----- DATA FOR THE TASK -----

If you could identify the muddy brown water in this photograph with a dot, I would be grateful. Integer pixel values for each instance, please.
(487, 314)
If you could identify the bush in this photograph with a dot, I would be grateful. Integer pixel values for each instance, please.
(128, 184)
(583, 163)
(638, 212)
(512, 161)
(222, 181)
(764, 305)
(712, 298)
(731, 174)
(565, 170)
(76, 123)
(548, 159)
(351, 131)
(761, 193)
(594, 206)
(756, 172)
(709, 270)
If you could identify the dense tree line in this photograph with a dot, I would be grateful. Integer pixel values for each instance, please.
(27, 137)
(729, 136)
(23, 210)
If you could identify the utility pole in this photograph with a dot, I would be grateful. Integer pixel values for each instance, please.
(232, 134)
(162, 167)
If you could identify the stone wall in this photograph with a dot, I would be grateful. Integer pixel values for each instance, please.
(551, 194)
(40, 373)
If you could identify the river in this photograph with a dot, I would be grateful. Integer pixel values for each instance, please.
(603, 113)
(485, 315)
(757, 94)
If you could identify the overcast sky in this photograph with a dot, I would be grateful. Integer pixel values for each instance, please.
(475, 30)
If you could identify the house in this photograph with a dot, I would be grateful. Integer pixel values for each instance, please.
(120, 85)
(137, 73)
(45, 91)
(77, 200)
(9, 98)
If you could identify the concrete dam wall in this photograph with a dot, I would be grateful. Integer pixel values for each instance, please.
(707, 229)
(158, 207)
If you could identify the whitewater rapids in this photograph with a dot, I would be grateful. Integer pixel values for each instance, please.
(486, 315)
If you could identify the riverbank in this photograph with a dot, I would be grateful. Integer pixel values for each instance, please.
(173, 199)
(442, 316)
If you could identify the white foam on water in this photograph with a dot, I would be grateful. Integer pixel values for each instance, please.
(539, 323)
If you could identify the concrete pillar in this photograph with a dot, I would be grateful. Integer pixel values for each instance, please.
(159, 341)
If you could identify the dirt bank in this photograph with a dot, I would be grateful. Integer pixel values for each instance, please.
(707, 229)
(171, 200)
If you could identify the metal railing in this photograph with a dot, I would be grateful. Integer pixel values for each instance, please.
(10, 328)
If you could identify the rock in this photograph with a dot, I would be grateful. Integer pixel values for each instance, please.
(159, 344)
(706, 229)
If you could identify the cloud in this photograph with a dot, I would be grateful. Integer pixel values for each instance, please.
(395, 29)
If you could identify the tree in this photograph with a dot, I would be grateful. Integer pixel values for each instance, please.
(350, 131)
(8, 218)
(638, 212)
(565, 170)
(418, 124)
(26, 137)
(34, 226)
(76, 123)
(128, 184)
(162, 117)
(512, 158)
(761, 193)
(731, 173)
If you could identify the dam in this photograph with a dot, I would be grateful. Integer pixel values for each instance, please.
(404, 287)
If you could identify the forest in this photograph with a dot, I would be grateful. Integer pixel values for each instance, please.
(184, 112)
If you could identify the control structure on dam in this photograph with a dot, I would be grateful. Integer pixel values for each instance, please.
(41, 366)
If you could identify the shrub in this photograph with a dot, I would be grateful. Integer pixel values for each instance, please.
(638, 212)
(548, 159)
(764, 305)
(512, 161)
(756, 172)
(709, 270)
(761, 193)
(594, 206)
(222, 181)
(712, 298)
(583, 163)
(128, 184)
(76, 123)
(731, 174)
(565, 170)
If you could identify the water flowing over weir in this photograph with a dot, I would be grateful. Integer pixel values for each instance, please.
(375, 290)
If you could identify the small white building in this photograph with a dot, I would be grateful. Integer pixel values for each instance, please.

-----

- WORK REQUEST: Retype the data shown above so that each line matches the original.

- REPLY TO THE EXERCISE:
If you could identify the muddy brown water in this photograph with a dot, I would be grateful. Integer pixel values for each instance, please.
(487, 314)
If you could identify the bush in this photograph with a dot, I would be grateful. Integer pixel values for each instance, please.
(128, 184)
(583, 163)
(638, 212)
(512, 161)
(222, 181)
(764, 305)
(712, 298)
(731, 174)
(565, 170)
(76, 123)
(548, 159)
(351, 131)
(761, 193)
(594, 206)
(756, 172)
(709, 270)
If you could identify the dense tree line in this photograph with a dot, I would be grateful. Integer pixel values for each instance, please.
(27, 137)
(729, 136)
(23, 210)
If you could identify the utility pole in this photograph with a dot, I would be grateful. Integer pixel values for each instance, please.
(232, 134)
(162, 167)
If you could identify the stone wall in this photograph with a dot, I would be grateful. Integer pixel values for each instance, please.
(551, 194)
(40, 373)
If you could identify the river in this photograph with a dot, I would be grateful. Integer pixel values for each instance, please.
(603, 113)
(485, 315)
(757, 94)
If you could identify the overcast sky in this photograph with a dot, I would be grateful. Integer pixel values for each instance, please.
(475, 30)
If you could identify the house in this photograph with a dot, I would be grateful. Integer pixel values for each instance, please.
(120, 85)
(137, 73)
(45, 91)
(77, 200)
(9, 98)
If you could identify the concrete dam wall in this photograph with a dot, I would be grateful. Integer pixel values for each instance, please.
(707, 229)
(158, 207)
If you could identify the whitewater rapids in this photograph with a dot, I would be grateful. Integer pixel values for each instance, please.
(486, 315)
If you could identify the riverbank in this photograph with a dot, I would be grateful. Integer pixel values for each instance, please.
(173, 199)
(442, 316)
If you could identify the white foam on water in this photograph with a dot, I would be grateful. Integer pixel values for each instance, please.
(539, 323)
If you could identify the concrete pillar in this photograph with a dot, I would be grateful. Integer pixel values for each instance, please.
(159, 341)
If you could identify the dirt bank in this photograph with a dot, I would be grateful. Integer pixel values for each instance, please.
(707, 229)
(171, 200)
If you could identify the metal railing in this photograph with a dot, I would be grateful. Integer pixel values for each instance, please.
(10, 328)
If you could identify the rock in this photograph with a dot, I would be grateful. Integer pixel values for each instance, please.
(159, 344)
(706, 229)
If you could identify the cloud in this photograph with a dot, I would be grateful. Integer pixel values for each instance, please.
(395, 29)
If you could identify the tree in this photograph with a dot, I would be grateful. Integer pixel values for each instance, please.
(350, 131)
(8, 218)
(638, 212)
(565, 170)
(418, 124)
(26, 137)
(34, 226)
(76, 123)
(128, 184)
(162, 117)
(512, 158)
(761, 193)
(731, 173)
If you could identify the dam in this photograph with a dot, I would be grateful. Integer pixel values for each instance, please.
(404, 287)
If you could identify the forest in this photograph with a dot, I would be grateful. Integer pixel values for each instance, please.
(184, 112)
If you could identify the control structure on dam in this photograph with a dot, I would be grateful. Integer pixel values for each instance, please.
(41, 366)
If you could identify the shrub in this photograph with a dot, I would be grateful. Integer pixel values for each instance, please.
(638, 212)
(548, 159)
(764, 305)
(512, 161)
(756, 172)
(709, 270)
(761, 193)
(594, 206)
(222, 181)
(712, 298)
(583, 163)
(128, 184)
(76, 123)
(731, 174)
(565, 170)
If you could identify the water flowing over weir in this photograph with a dot, I would be grateful. Integer pixel values for each instance, please.
(375, 290)
If you could identify the small white building in this photograph with a dot, I would be grateful. Integer pixel values for each instance, please.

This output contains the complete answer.